* begin *

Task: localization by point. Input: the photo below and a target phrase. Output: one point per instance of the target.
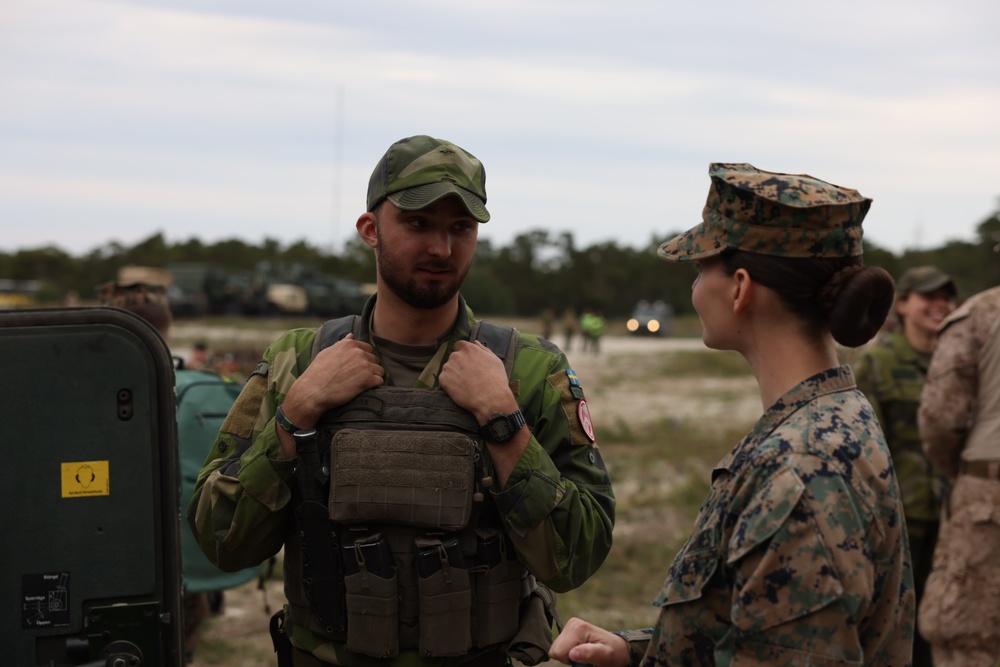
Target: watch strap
(513, 422)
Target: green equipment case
(90, 566)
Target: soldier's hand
(476, 380)
(337, 374)
(583, 642)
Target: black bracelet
(284, 422)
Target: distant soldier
(570, 326)
(892, 374)
(960, 421)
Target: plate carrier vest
(395, 544)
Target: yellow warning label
(86, 478)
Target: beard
(424, 295)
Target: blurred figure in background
(891, 374)
(570, 326)
(203, 401)
(960, 420)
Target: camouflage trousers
(960, 611)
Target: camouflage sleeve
(948, 397)
(801, 574)
(242, 498)
(558, 505)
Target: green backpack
(203, 401)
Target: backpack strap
(333, 330)
(500, 340)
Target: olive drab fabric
(798, 556)
(891, 374)
(557, 508)
(203, 401)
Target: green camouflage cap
(786, 215)
(924, 279)
(417, 171)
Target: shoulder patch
(575, 387)
(586, 423)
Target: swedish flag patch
(574, 383)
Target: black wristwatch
(502, 427)
(284, 422)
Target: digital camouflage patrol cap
(923, 280)
(418, 171)
(786, 215)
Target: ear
(742, 290)
(366, 226)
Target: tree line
(538, 270)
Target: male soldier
(367, 537)
(891, 374)
(959, 419)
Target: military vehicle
(333, 297)
(651, 319)
(91, 565)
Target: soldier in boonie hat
(786, 215)
(417, 171)
(923, 280)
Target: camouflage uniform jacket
(959, 399)
(891, 374)
(798, 555)
(557, 506)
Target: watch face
(501, 429)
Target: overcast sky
(250, 119)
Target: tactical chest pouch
(403, 456)
(423, 567)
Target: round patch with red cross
(583, 414)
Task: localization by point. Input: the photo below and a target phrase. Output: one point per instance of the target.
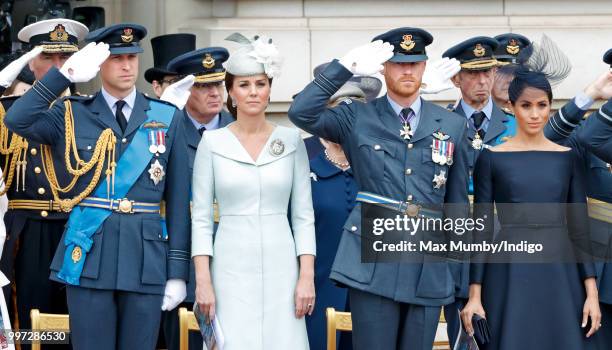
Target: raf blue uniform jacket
(192, 136)
(592, 138)
(500, 128)
(370, 136)
(130, 251)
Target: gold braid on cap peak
(15, 152)
(490, 63)
(105, 146)
(207, 78)
(59, 48)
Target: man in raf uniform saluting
(388, 142)
(203, 111)
(119, 263)
(34, 222)
(487, 125)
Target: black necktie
(478, 118)
(119, 115)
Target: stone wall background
(310, 32)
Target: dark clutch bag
(481, 329)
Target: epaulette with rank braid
(14, 151)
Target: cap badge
(513, 47)
(59, 33)
(479, 50)
(127, 36)
(208, 62)
(407, 44)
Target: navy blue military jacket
(592, 138)
(130, 251)
(385, 164)
(192, 136)
(35, 186)
(500, 128)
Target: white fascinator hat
(255, 56)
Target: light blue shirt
(488, 111)
(127, 108)
(416, 108)
(212, 125)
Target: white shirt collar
(212, 125)
(469, 110)
(397, 108)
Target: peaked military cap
(165, 48)
(369, 86)
(54, 35)
(408, 43)
(206, 64)
(123, 38)
(474, 53)
(608, 57)
(510, 46)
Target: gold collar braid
(14, 152)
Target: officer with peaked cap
(394, 305)
(126, 153)
(487, 124)
(592, 138)
(512, 49)
(34, 223)
(165, 48)
(364, 89)
(203, 112)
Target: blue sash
(85, 221)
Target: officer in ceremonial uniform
(165, 48)
(592, 138)
(487, 124)
(389, 144)
(203, 111)
(126, 153)
(34, 222)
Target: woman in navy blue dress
(552, 305)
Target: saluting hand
(83, 65)
(601, 88)
(367, 59)
(205, 297)
(178, 93)
(437, 76)
(10, 72)
(473, 306)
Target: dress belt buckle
(125, 206)
(412, 210)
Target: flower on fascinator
(266, 53)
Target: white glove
(174, 294)
(178, 93)
(437, 76)
(83, 65)
(10, 72)
(367, 59)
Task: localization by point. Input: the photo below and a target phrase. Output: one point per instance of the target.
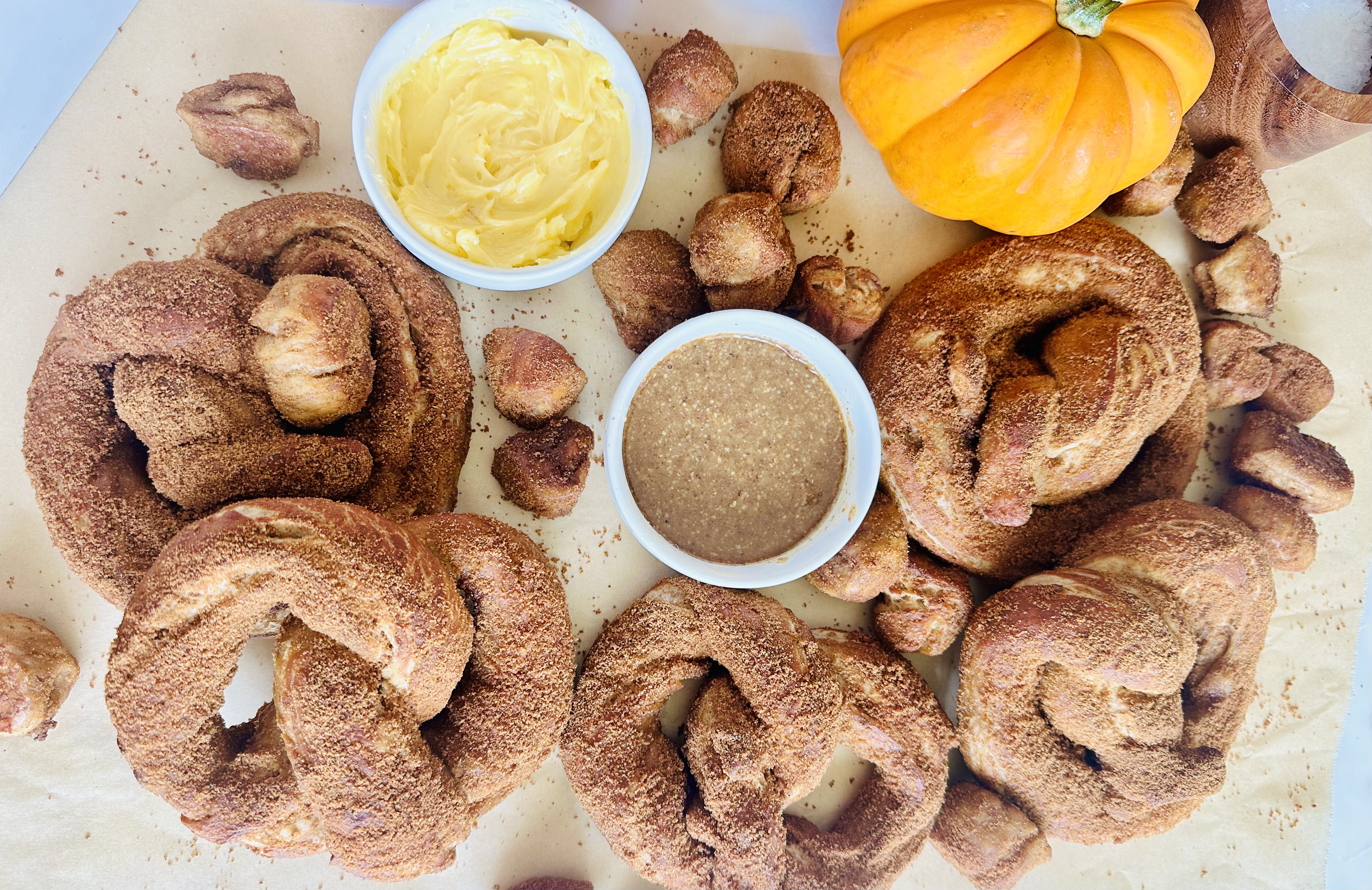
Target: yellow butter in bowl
(503, 150)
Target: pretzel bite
(648, 284)
(782, 141)
(315, 349)
(988, 838)
(1301, 384)
(1154, 192)
(1224, 198)
(688, 84)
(1242, 280)
(36, 674)
(1274, 452)
(1278, 520)
(873, 560)
(839, 302)
(544, 471)
(533, 378)
(250, 125)
(741, 251)
(1235, 371)
(927, 609)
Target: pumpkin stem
(1086, 17)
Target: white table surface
(47, 47)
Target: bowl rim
(429, 23)
(862, 463)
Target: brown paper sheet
(118, 180)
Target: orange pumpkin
(1020, 114)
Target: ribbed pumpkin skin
(990, 110)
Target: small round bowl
(415, 33)
(861, 467)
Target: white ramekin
(861, 468)
(416, 32)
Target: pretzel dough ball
(927, 609)
(533, 378)
(544, 471)
(988, 838)
(1224, 198)
(1286, 530)
(1234, 369)
(872, 561)
(1242, 280)
(36, 674)
(782, 141)
(840, 302)
(1274, 452)
(315, 349)
(249, 124)
(1301, 386)
(741, 251)
(1156, 192)
(648, 284)
(688, 84)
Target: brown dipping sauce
(735, 449)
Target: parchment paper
(118, 180)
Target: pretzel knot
(1103, 697)
(1029, 387)
(302, 352)
(755, 741)
(372, 748)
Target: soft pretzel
(627, 774)
(1031, 386)
(1103, 696)
(36, 674)
(375, 644)
(153, 401)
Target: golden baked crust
(36, 674)
(375, 644)
(627, 774)
(1102, 697)
(150, 406)
(1088, 319)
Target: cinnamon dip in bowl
(743, 449)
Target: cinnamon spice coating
(782, 141)
(1279, 522)
(36, 675)
(544, 471)
(1274, 452)
(648, 284)
(1234, 368)
(150, 404)
(532, 375)
(841, 304)
(249, 124)
(1102, 697)
(688, 84)
(1156, 192)
(1300, 387)
(741, 251)
(1088, 320)
(629, 777)
(988, 838)
(1224, 198)
(1244, 279)
(375, 644)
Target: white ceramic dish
(416, 32)
(861, 468)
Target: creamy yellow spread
(507, 151)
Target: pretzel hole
(673, 715)
(844, 777)
(251, 683)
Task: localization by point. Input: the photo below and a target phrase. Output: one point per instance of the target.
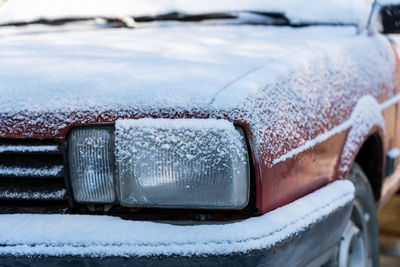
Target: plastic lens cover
(182, 163)
(91, 160)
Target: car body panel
(293, 90)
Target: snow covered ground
(337, 11)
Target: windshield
(295, 11)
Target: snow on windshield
(306, 11)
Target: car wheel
(359, 245)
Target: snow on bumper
(80, 235)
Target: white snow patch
(393, 153)
(23, 148)
(28, 234)
(29, 195)
(28, 171)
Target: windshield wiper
(266, 18)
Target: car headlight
(181, 163)
(91, 164)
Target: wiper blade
(130, 22)
(111, 22)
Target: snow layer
(333, 11)
(35, 172)
(291, 85)
(29, 149)
(108, 236)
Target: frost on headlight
(91, 165)
(196, 163)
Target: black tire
(363, 217)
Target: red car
(197, 133)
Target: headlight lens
(183, 163)
(91, 160)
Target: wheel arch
(370, 158)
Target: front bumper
(292, 235)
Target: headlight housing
(180, 163)
(91, 164)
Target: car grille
(31, 173)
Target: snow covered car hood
(288, 84)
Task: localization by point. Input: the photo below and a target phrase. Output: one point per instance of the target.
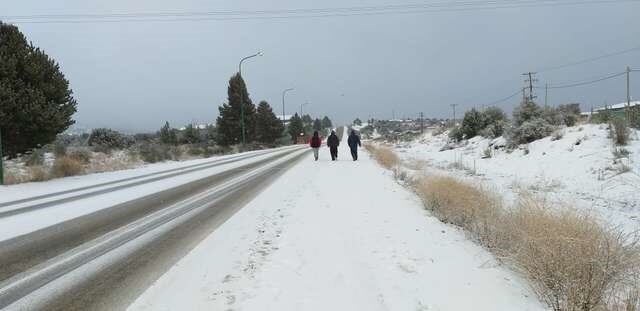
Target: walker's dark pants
(334, 153)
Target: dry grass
(66, 166)
(573, 261)
(475, 209)
(385, 156)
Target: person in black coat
(354, 143)
(333, 142)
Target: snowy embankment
(337, 236)
(577, 170)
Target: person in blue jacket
(354, 143)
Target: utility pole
(546, 93)
(1, 164)
(531, 79)
(284, 123)
(454, 113)
(628, 110)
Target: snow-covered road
(336, 236)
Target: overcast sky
(134, 76)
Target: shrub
(81, 155)
(572, 260)
(529, 131)
(152, 153)
(36, 157)
(38, 173)
(619, 131)
(105, 140)
(526, 111)
(472, 208)
(569, 113)
(383, 155)
(456, 133)
(66, 166)
(619, 153)
(59, 148)
(472, 123)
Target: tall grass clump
(385, 156)
(573, 261)
(470, 207)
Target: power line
(588, 60)
(298, 13)
(574, 84)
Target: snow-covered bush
(456, 133)
(66, 166)
(529, 131)
(619, 131)
(152, 153)
(105, 140)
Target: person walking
(315, 142)
(333, 142)
(354, 143)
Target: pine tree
(317, 125)
(36, 102)
(168, 135)
(191, 135)
(268, 127)
(229, 121)
(326, 122)
(295, 127)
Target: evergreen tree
(191, 135)
(229, 121)
(36, 101)
(295, 127)
(326, 122)
(168, 135)
(268, 126)
(472, 123)
(317, 125)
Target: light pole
(302, 105)
(283, 93)
(242, 93)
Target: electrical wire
(588, 60)
(298, 13)
(575, 84)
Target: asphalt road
(104, 260)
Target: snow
(26, 190)
(28, 222)
(578, 169)
(619, 106)
(343, 236)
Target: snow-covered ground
(577, 170)
(337, 236)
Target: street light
(242, 93)
(283, 93)
(302, 105)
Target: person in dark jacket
(315, 142)
(333, 142)
(354, 143)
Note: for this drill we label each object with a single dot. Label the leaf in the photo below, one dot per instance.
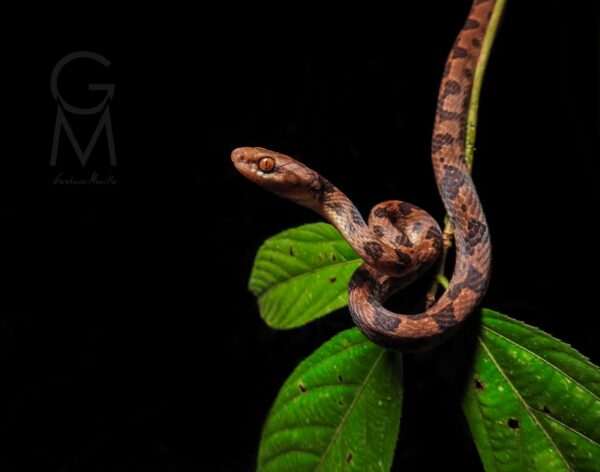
(534, 402)
(302, 274)
(339, 410)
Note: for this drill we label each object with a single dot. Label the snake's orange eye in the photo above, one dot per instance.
(266, 164)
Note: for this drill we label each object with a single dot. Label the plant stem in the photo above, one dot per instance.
(471, 125)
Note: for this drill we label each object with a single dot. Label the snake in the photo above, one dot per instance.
(400, 241)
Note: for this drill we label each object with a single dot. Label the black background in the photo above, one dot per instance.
(129, 339)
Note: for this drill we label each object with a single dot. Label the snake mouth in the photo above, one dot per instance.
(239, 155)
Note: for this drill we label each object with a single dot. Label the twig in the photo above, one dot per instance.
(448, 236)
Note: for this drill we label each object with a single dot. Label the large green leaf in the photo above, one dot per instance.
(339, 410)
(534, 402)
(302, 274)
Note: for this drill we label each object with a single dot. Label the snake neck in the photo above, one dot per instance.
(339, 210)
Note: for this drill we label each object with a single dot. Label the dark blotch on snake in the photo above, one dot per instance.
(373, 249)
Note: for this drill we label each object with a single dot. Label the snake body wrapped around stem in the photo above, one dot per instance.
(401, 241)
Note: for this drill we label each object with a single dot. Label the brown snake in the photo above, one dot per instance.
(401, 241)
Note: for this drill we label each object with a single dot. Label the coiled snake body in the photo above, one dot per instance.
(401, 241)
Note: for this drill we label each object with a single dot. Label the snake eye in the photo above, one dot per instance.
(266, 164)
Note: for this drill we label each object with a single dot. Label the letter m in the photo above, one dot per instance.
(62, 122)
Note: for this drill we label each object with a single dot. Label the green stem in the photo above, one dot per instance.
(484, 55)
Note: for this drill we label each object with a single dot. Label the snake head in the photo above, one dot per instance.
(278, 173)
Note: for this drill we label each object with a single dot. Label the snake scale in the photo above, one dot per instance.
(400, 241)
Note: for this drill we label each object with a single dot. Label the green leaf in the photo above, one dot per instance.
(534, 402)
(339, 410)
(302, 274)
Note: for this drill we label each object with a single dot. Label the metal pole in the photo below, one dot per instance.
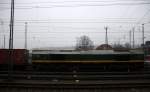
(4, 41)
(10, 63)
(143, 34)
(106, 37)
(133, 37)
(130, 38)
(25, 35)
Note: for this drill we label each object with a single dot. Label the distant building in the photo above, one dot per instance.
(104, 47)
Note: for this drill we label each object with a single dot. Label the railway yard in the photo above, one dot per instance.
(33, 81)
(75, 71)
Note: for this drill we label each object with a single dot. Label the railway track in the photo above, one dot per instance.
(26, 81)
(75, 75)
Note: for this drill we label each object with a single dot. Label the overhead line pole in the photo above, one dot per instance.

* end *

EXERCISE DETAILS - Take the line that contains "Label the distant" and every line after it through the end of the listing above, and repeat them exactly.

TASK RESPONSE -
Note: for this drill we label each object with a single dot. Label the distant building in the photo above, one dot per instance.
(104, 47)
Note: for this drill we label each object with a single dot. Label the railway yard in the photo above, one dot per instance.
(33, 81)
(75, 71)
Note: for this drill we label each object with a single dot. Label the railway track in the photo above, one dot per instance.
(26, 81)
(75, 75)
Note: for this drill we label each object with a single dot. Label the overhead line pole in the photo above, one dot per instance.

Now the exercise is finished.